* **Stored data entries**:
□ □ □ □ □

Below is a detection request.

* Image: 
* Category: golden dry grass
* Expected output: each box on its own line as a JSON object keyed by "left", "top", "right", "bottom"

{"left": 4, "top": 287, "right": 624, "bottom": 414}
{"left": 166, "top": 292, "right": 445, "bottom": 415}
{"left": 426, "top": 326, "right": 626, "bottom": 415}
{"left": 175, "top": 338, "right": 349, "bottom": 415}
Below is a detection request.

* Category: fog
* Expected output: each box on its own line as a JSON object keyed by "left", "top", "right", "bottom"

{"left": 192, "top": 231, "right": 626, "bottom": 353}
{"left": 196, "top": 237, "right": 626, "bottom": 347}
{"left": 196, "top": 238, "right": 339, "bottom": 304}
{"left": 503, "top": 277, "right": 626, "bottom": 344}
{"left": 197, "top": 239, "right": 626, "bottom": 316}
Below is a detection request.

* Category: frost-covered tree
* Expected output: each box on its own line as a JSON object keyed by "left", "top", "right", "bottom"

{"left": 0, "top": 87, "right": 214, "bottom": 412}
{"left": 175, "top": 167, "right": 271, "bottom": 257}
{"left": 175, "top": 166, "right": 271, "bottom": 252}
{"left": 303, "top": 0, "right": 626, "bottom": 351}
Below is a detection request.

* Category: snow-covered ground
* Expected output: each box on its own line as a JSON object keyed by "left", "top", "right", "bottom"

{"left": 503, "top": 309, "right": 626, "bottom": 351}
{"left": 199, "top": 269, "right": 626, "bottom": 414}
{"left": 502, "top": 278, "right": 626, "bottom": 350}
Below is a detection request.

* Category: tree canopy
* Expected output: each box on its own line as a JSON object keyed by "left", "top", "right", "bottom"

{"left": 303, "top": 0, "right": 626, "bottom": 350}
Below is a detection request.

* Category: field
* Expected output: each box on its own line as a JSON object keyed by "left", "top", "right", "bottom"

□ □ □ □ □

* **Exercise description**:
Go through the records above and return each line in which the word "Category" occurs.

* **Answer section**:
* Category: golden dry grass
* Category: fog
* Category: frost-covered tree
* Category: snow-covered ground
* Category: tree canopy
* Category: field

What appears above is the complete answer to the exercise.